It appears that before the Tribunal, the applicant did not maintain his earlier allegations of having been tortured whilst in custody.

The applicant gave evidence before the Tribunal that in Sri Lanka, Tamils who were detained and then bribed their way out of custody went back to areas controlled by the LTTE, Singhalese went to areas controlled by the SLDF, and Muslims went overseas because there was no safe area where they could live.

REASONS OF THE TRIBUNAL

The relevant findings of the Tribunal are contained in the following paragraphs of its reasons for decision:

"The Applicant knew from the outset that what he was getting involved in was a commercial operation which carried with it a high risk of apprehension and extortion from one or other of the players involved.

The Applicant and his family took advantage of trading opportunities created by hostilities between the LTTE and the SLDF. They calculated the risks involved in terms of the LTTE and SLDF; they decided in advance that if anything should happen to the Applicant, he would go overseas.

They do not appear to have calculated on having to pay off the bandit groups of the PLOTE and TELO. Nonetheless, they did pay them off and apparently the Applicant's father continues to give them money.

The persecution claimed to be feared by the Applicant is not Convention based. The Applicant took certain assessed risks on a commercial basis. His aim was to make money and profit from an uncertain political situation. He dealt on a commercial basis with the LTTE and he paid bribes and extortion money to other organisations cited above in order to be able to continue that business. The Applicant claimed that he left Sri Lanka in order to prevent the family business from going broke. This would occur, he said, if TELO or PLOTE put further demands upon his father to pay bribes; however, the Applicant told the Tribunal that his father continued to pay a monthly bribe or tithe to both PLOTE and TELO.

...

The fears that the Applicant claims are related to his commercial activities. He did not claim fearing harm with respect to his Islamic beliefs.

There is not a real chance that the Applicant would suffer persecution for any of the five Convention reasons should he return to Sri Lanka."

SUBMISSIONS OF THE APPLICANT

As I understand the submissions made on behalf of the applicant, they were that, on the facts as found by the Tribunal, the Tribunal made an error of law in not concluding that there was a real chance that if the applicant were to return to Sri Lanka he would suffer persecution by reason of his membership of a particular social group.

The written submissions of the applicant conclude as follows:

"The social group is in this particular case two social groups:

1. The commercial group - if the applicant were to return to Sri Lanka as a businessman, he would suffer persecution - note that his father in business is also persecuted and that it would be readily implied that the Tribunal has so found (that there is commercial persecution) and that there is a well founded fear that it will occur if the applicant returns to Sri Lanka.

2. The applicant is also a member of a family which it should be found is being persecuted even to this day in Sri Lanka. By being a member of this family, a social group no matter how small, there is a well founded fear that persecution would occur to the applicant if the applicant were to return to Sri Lanka.

Further for anyone in the country who has had serious contact with the government and who is able to escape further persecution or contact at that time by means of bribery - has limited options. If a Tamil or Singhalese they can relocate to their own controlled areas and be relatively safe from further persecution. However, if you are a Muslim there are no safe areas for relocation and you must leave the country to escape.

[Object position labeling entries]
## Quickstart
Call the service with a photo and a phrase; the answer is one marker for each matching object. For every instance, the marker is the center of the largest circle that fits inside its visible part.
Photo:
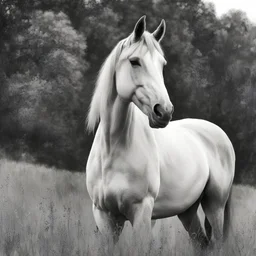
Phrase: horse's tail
(228, 214)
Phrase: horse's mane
(105, 82)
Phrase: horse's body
(137, 173)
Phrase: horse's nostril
(157, 110)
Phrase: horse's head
(139, 74)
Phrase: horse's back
(193, 154)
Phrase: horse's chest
(127, 181)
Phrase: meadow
(47, 212)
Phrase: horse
(142, 166)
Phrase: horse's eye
(135, 62)
(163, 71)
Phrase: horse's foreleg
(191, 223)
(140, 216)
(109, 226)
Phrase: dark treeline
(51, 51)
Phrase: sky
(223, 6)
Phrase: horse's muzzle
(161, 116)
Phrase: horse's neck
(118, 124)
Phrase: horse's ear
(160, 31)
(139, 28)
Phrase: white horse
(139, 174)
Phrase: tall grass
(48, 212)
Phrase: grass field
(47, 212)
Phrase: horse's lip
(157, 123)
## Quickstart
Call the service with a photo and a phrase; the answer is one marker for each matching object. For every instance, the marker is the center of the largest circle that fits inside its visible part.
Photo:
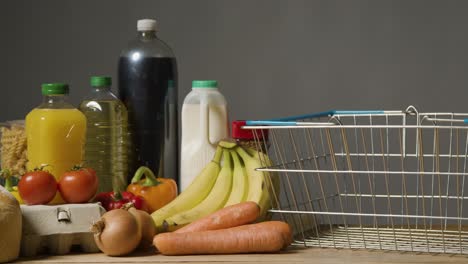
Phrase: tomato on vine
(79, 185)
(37, 187)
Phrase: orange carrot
(230, 216)
(251, 238)
(281, 227)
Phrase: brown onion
(147, 227)
(117, 233)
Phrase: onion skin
(147, 227)
(117, 233)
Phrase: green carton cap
(204, 84)
(54, 88)
(101, 81)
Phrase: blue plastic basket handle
(292, 120)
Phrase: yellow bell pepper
(157, 192)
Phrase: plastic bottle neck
(101, 89)
(146, 35)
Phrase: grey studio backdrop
(271, 58)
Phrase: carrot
(230, 216)
(253, 238)
(281, 227)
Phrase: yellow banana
(213, 202)
(194, 194)
(240, 185)
(258, 184)
(273, 178)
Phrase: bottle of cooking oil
(107, 140)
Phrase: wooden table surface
(292, 255)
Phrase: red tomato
(78, 185)
(37, 187)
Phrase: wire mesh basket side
(376, 182)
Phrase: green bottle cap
(204, 84)
(54, 88)
(101, 81)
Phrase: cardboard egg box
(56, 229)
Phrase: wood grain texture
(292, 255)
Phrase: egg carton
(56, 229)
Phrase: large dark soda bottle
(148, 87)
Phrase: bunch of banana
(217, 187)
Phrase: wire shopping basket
(390, 180)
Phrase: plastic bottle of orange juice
(55, 133)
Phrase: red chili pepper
(112, 200)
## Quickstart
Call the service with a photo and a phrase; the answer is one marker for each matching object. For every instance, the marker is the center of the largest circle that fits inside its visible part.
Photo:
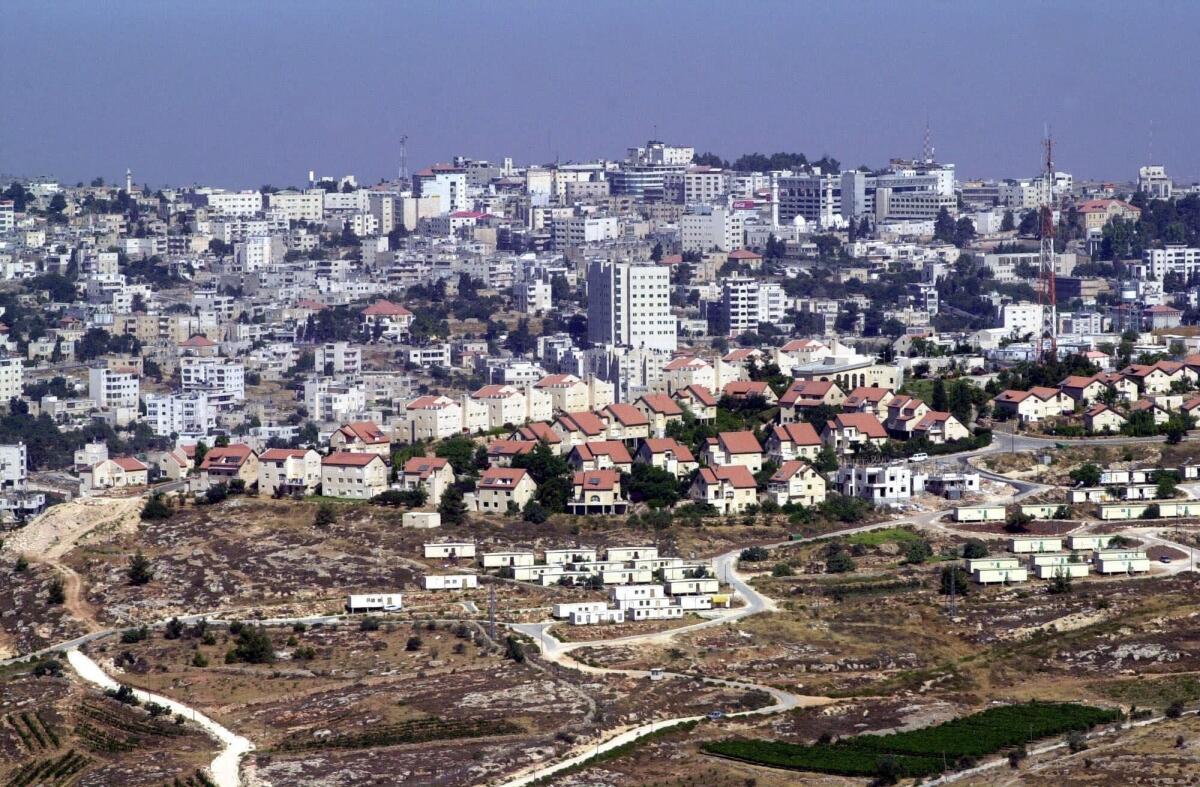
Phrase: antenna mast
(403, 158)
(1047, 295)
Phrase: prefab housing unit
(979, 514)
(1026, 545)
(421, 520)
(450, 581)
(563, 611)
(375, 602)
(450, 550)
(1097, 541)
(630, 553)
(579, 554)
(1051, 571)
(501, 559)
(654, 613)
(691, 587)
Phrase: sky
(241, 94)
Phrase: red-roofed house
(600, 455)
(1103, 419)
(730, 490)
(659, 410)
(288, 472)
(743, 390)
(850, 431)
(580, 427)
(940, 427)
(904, 414)
(363, 437)
(597, 492)
(113, 474)
(808, 395)
(625, 422)
(430, 473)
(499, 487)
(666, 454)
(797, 482)
(384, 319)
(867, 398)
(225, 464)
(700, 401)
(358, 476)
(733, 448)
(791, 442)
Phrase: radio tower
(403, 160)
(1047, 295)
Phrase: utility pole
(491, 612)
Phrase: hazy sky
(258, 91)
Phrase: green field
(887, 535)
(923, 752)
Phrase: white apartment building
(448, 184)
(237, 203)
(1021, 318)
(12, 378)
(217, 374)
(748, 302)
(813, 197)
(577, 230)
(705, 228)
(1157, 263)
(13, 469)
(339, 358)
(329, 401)
(109, 389)
(307, 205)
(189, 414)
(630, 305)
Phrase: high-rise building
(629, 304)
(748, 302)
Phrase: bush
(975, 548)
(754, 554)
(156, 509)
(141, 570)
(513, 649)
(253, 646)
(324, 516)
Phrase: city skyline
(184, 96)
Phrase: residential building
(630, 305)
(358, 476)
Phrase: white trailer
(375, 602)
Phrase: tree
(141, 569)
(253, 646)
(941, 402)
(57, 594)
(839, 562)
(954, 577)
(325, 516)
(451, 508)
(1086, 474)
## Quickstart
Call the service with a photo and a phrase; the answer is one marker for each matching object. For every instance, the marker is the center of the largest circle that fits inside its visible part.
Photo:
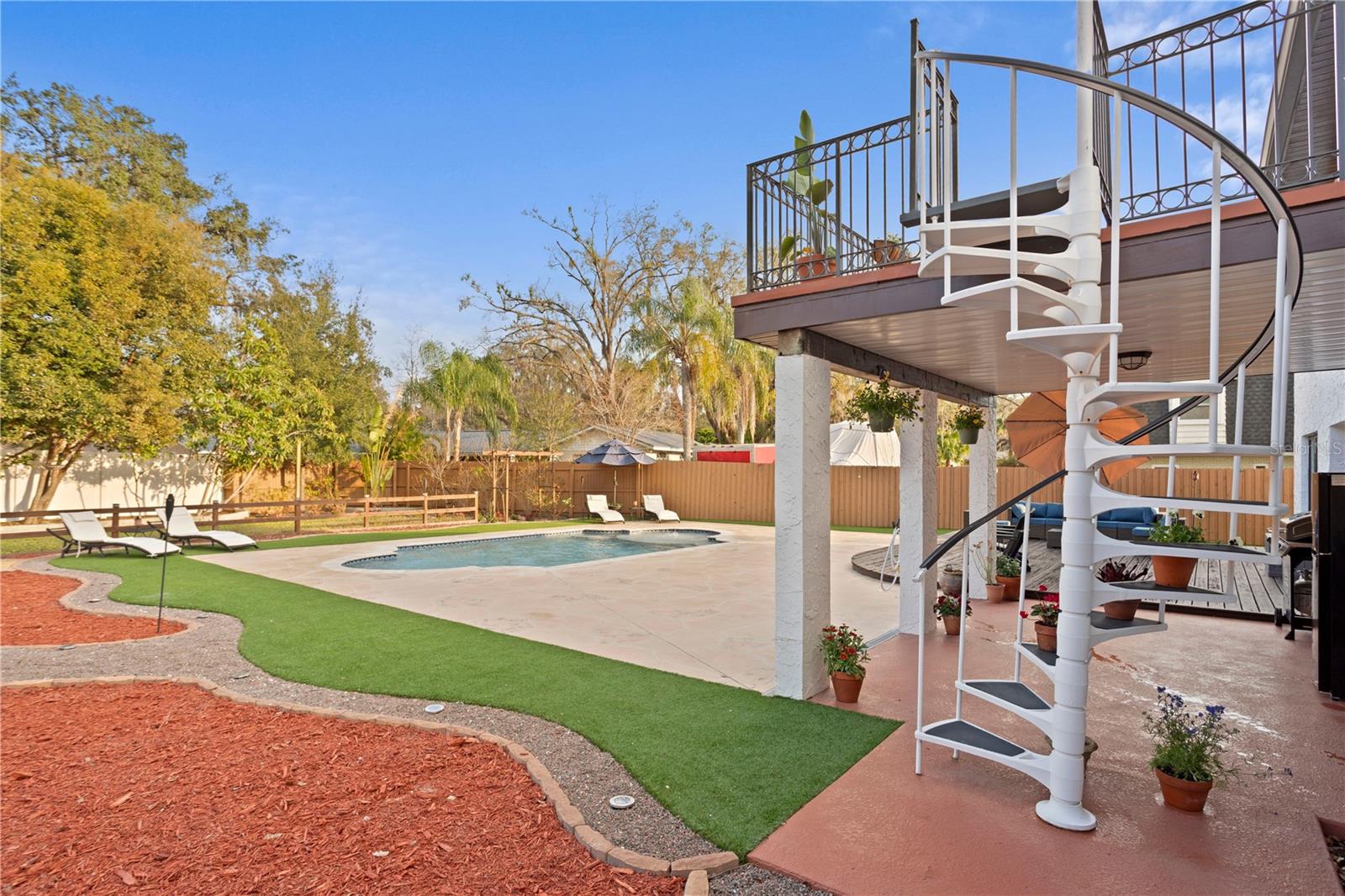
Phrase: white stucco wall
(103, 478)
(1318, 408)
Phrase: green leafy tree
(252, 412)
(107, 320)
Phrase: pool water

Tasks to complete:
(a) Copy out the records word for word, from the line with "Phrase: residential building" up to and including the line with "(1086, 474)".
(b) Carry on the text about the Sri Lankan applicant's refugee claim from the point where it stops.

Expected answers:
(a)
Phrase: residential building
(630, 305)
(358, 476)
Phrase: white trailer
(375, 602)
Phrase: tree
(141, 569)
(253, 646)
(941, 402)
(57, 594)
(839, 562)
(954, 577)
(325, 516)
(451, 508)
(1086, 474)

(b)
If the applicant were to return to Sri Lanka, he would have a real chance of being persecuted by the government forces. His religion would not in itself cause the persecution, however. But, due to his religion, he would be unable to relocate to a safe region to avoid persecution."

CONSIDERATION

The case for the applicant before this Court was that the Tribunal made an error of law, involving an incorrect application of the law to the facts as found by the Tribunal, in that on such facts the applicant plainly had a well-founded fear of being persecuted for reasons of his membership of a particular social group.

The meaning of the expression "membership of a particular social group" in the Refugees Convention is not self-evident. It has troubled many courts and jurists. It has recently been considered by the High Court in "Applicant A" v Minister for Immigration and Ethnic Affairs [1997] HCA 4; (1997) 142 ALR 331.

In Applicant A's Case, a majority of the High Court (Dawson, McHugh and Gummow JJ) held that the appellants in that case were not persons to whom Australia had protection obligations under the Refugees Convention. Crucial to the appellants' claim in that case was their contention that they belonged to a "a particular social group" within the meaning of the Refugees Convention. Even amongst those who comprised the majority of the High Court in Applicant A's Case, there is a difference of view as to the meaning of the expression "a particular social group" as it is used in the Refugees Convention.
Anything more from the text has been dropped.